● **PROBLEM**
Word for word, reproduce all entries below, leaving every picture out.

● **DATA FOR THE TASK**
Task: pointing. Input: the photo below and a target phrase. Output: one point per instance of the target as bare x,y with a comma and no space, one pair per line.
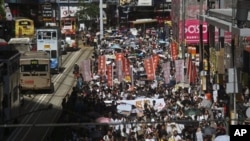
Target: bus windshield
30,68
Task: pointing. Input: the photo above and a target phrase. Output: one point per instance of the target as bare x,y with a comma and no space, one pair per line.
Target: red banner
192,73
148,65
179,70
126,69
155,61
110,75
119,56
166,71
86,70
119,70
174,50
102,65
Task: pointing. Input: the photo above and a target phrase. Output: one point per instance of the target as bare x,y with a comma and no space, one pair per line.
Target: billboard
136,3
192,32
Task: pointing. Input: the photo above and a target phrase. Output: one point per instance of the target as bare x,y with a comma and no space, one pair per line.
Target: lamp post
101,19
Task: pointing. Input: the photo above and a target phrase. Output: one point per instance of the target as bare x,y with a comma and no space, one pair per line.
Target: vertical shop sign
148,65
174,51
179,70
102,65
86,70
166,71
110,75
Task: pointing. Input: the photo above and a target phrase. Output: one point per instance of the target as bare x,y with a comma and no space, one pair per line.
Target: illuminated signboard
34,62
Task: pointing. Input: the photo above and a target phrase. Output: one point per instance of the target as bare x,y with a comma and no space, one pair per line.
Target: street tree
88,11
2,10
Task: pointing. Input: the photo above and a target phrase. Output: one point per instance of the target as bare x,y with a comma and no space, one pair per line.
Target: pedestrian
199,136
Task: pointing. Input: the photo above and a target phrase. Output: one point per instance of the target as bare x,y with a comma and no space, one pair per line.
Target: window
30,68
53,54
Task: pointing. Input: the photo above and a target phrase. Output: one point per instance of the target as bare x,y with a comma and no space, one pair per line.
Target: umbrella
103,120
192,111
222,138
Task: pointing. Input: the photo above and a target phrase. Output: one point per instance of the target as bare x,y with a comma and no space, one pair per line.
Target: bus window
25,68
30,68
42,68
53,54
47,35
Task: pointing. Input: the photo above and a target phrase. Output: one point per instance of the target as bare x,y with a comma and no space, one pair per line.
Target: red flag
119,56
174,50
102,65
148,65
110,75
126,69
189,65
155,61
192,74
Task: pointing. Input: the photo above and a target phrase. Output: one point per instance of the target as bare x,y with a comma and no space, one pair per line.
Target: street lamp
101,19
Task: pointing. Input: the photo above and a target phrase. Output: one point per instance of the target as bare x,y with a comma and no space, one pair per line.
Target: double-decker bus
24,27
49,40
21,44
18,28
69,32
35,72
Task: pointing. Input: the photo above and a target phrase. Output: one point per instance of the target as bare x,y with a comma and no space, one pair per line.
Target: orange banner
102,65
148,65
110,75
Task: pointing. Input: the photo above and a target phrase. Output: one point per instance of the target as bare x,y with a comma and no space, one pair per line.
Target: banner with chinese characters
86,70
148,65
179,71
126,69
119,70
110,75
192,73
102,65
155,61
119,56
166,71
174,50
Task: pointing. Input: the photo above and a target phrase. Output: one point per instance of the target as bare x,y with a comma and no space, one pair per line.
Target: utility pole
101,19
183,28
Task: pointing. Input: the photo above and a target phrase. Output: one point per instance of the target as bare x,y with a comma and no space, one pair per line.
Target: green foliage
2,10
88,11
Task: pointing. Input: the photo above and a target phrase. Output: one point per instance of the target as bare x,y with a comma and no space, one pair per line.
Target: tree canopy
88,11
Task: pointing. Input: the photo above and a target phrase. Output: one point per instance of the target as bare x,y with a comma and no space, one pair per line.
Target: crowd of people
167,112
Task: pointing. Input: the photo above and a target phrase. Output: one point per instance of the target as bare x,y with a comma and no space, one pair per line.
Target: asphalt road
39,118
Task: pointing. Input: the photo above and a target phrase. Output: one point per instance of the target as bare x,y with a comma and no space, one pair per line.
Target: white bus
49,40
35,72
21,44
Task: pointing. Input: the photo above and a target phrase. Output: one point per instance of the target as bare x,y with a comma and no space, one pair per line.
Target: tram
35,72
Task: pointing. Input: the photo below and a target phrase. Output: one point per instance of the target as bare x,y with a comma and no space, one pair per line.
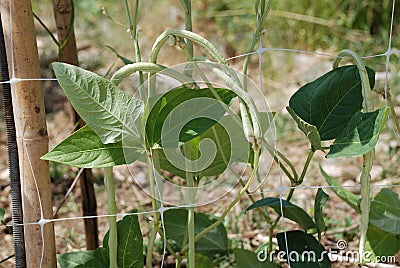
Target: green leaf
202,261
194,116
130,249
290,211
248,259
329,102
82,259
106,109
382,243
230,146
302,250
130,243
309,130
215,241
385,211
84,149
124,60
320,201
351,199
360,135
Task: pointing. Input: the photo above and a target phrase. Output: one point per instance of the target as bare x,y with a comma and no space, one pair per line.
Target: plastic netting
276,66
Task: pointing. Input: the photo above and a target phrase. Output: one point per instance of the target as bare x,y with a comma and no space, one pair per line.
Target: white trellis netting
275,184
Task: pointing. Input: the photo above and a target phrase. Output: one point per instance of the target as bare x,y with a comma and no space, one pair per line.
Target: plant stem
134,34
230,206
368,157
306,165
393,116
275,222
155,206
112,220
129,69
191,202
262,13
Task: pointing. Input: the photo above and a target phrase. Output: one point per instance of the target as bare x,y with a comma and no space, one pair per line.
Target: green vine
368,157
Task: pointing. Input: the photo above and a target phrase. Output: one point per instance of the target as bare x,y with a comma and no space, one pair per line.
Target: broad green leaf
309,130
302,250
130,243
320,201
230,146
175,224
105,108
385,211
203,261
351,199
193,114
84,149
329,102
360,135
83,259
290,211
382,243
249,259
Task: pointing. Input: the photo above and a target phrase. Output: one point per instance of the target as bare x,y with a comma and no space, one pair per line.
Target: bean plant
198,130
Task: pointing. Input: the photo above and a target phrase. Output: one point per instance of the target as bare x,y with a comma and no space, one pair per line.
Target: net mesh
306,60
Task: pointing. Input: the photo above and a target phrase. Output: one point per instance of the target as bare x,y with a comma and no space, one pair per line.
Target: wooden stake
31,132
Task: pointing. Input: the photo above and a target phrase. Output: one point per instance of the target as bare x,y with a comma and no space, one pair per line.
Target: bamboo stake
68,53
31,133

● **RESPONSE**
Task: pointing. Input: the photo below and a target phrase. Output: one point per instance of the target as bare x,y with a comma and no space, one pair per line.
Target: bus windshield
30,68
Task: pointing. Input: the photo above and a target phrase. Output: one point per instance of the target as bare x,y with a comma and no space, one pair per line.
Target: red banner
192,73
148,65
179,70
126,69
155,61
110,75
119,56
166,71
86,70
119,70
174,50
102,65
Task: pointing. Input: the photo above and a target phrase. Output: one point per instance of the target as bare x,y with a comma and no space, one pair per line.
Target: billboard
136,3
192,32
Task: pointing. Input: the photo above and a target phrase. Output: one point per instance of the target as bare x,y with a comma and no space, one pair per line.
Target: lamp post
101,19
Task: pointing. Input: the photo above and a target phrase. Output: one point per instance of the target as bare x,y with a comma and no space, one pair per line.
Target: vertical shop sign
148,65
174,51
179,70
102,65
86,70
166,71
110,75
Task: pointing. Input: the photo above and a target phrase. Output: one point per instance of the target as bare x,y with a comma and no space, one pair per line.
Target: illuminated signboard
34,62
Task: pointing. Input: the photo above and a target phrase. Output: one point per instance of the target as bare x,y with a comma and no space, one pair per line.
Target: street tree
88,11
2,10
Task: pointing. Input: the photo above and a target phrase. Output: one point per instance of the target as bare x,y with a comma and no space, one pair per line.
Target: pedestrian
199,136
Task: pointing. Input: the photo above and a target phrase. Output: one point per instance of the target as bare x,y with a comma and no space, one pair per line.
Target: window
30,68
53,54
Task: pointing. Input: the photo above and a target phrase. Output: one point per instance of the target as bare x,y with a comma and no space, one pair per line.
Target: umbrella
103,120
192,111
222,138
Task: pointing. Input: the photo above and a target phrase. Output: one point per instance of the target as bare x,y with a comma and no space, one pair per line.
Target: bus window
25,68
30,68
42,68
53,54
47,35
Task: pointing. Input: the photo above and a target phrase. Output: one point per instance of the target as bare x,y with a comma and no space, one pair per line.
Target: red flag
119,56
174,50
102,65
148,65
110,75
126,69
189,65
155,61
192,74
Task: pointing. Input: the photo above and a target phrase. Output: one point per instance of the target as bare x,y with a comma and no space, one pair per line.
Target: street lamp
101,19
Task: pointing. Input: the photo above and a target phrase. Output: one point per instance of the target as bare x,y with a comma and no space, one pair per line.
Target: double-decker bus
24,27
49,40
21,44
18,28
69,32
35,72
Task: pointing. Input: the photo above and a target phrase. Output: one point per instance of the target as bare x,y with a comma and no space, one pair per line.
Target: orange banner
102,65
148,65
110,75
Task: pointing. Input: the photo above and a target phrase. Output: one point per instance of the target as bare x,y with a comma and no space, one pair per line.
Target: banner with chinese characters
86,70
148,65
179,71
126,69
119,70
110,75
192,73
102,65
155,61
119,56
166,71
174,50
Task: pointing. Input: the photo above and a target phrase. Output: one point per instance of the target as bare x,y with a comma and no space, one pair per line.
Target: utility pole
101,19
183,28
Task: pointing. Input: the photo above and a target phrase. Output: one point per instance of the target as bare x,y with a comma and no space, one pair per line.
Target: green foliage
2,10
88,11
Task: pointing. Input: the photo above and a target phrase. Output: one point per instance of the target as bare x,y with a comma and no space, one pair per line.
Target: tree canopy
88,11
Task: pointing. Input: the photo above and a target phrase. Output: one point per instance of the target as bare x,y with a comma and no space, one pair per line.
Target: crowd of people
167,112
Task: pointing. Input: the photo above and a target phrase. Output: one point per instance of the target as bare x,y with a comma and no space, one pair per line.
Target: asphalt road
39,118
Task: pointing. Input: the photo above and a target phrase. Output: one point per instance of the target as bare x,y with a comma and no space, one pair per line.
Target: white bus
49,40
35,72
21,44
Task: pointing. Input: the photo above and a target phrase. Output: one point per instance of the target as bare x,y with a comma and no space, one pair per line.
Target: tram
35,72
Task: pointing. Input: the photo below and a target phrase. Output: one point per instance of the target as bare x,y with a comma and no space, one pair per line.
Target: green leaf
202,261
194,116
130,249
290,211
248,259
329,102
82,259
106,109
382,243
230,146
302,250
130,243
309,130
215,241
385,211
84,149
124,60
320,201
351,199
360,135
Task: pointing. Input: the photo above and a target phrase. Output: one point per instance of the target as bare x,y with a comma and no space, one pair per line.
Target: plastic netting
276,66
Task: pointing. Input: the photo above and a target phrase. Output: one point per instance of the target as bare x,y with a comma and no space, one pair per line.
Target: white trellis netting
275,184
Task: pointing. Input: the photo above and a target phrase. Output: one point per instance of the target as bare x,y with a comma and no space, one pair per line.
Target: plant stem
134,34
230,206
368,157
306,165
393,116
275,222
155,206
112,220
129,69
191,202
262,13
Task: pointing. Input: the photo above and a target phrase. Output: one point per instance of the target as bare x,y with a comma and no space, one pair per line.
Target: green vine
368,157
Task: pointing. Input: the photo above and a target phrase. Output: one point per instance of the target as bare x,y with a comma and no space, one pair per line.
Target: broad green leaf
309,130
302,250
130,243
320,201
230,146
175,224
105,108
385,211
203,261
351,199
193,114
84,149
329,102
360,135
83,259
290,211
382,243
249,259
Task: pointing. Input: the photo above and a target phrase. Output: one point per instance of the target as bare x,y with a comma and no space, one pair per line.
Target: bean plant
198,130
Task: pointing. Input: the photo above and a target phrase. Output: one point per instance of the target as bare x,y with a comma and no space, one pair per line.
Target: net mesh
306,60
Task: pointing. Input: the photo above and a target phrase. Output: one point per instance of the target as bare x,y with a comma and no space, one pair per line.
Target: wooden stake
31,132
Task: pointing. Input: the photo above and a target phrase. Output: one point per instance of the target as bare x,y with a comma and no space, one pair per line.
Target: bamboo stake
68,53
31,133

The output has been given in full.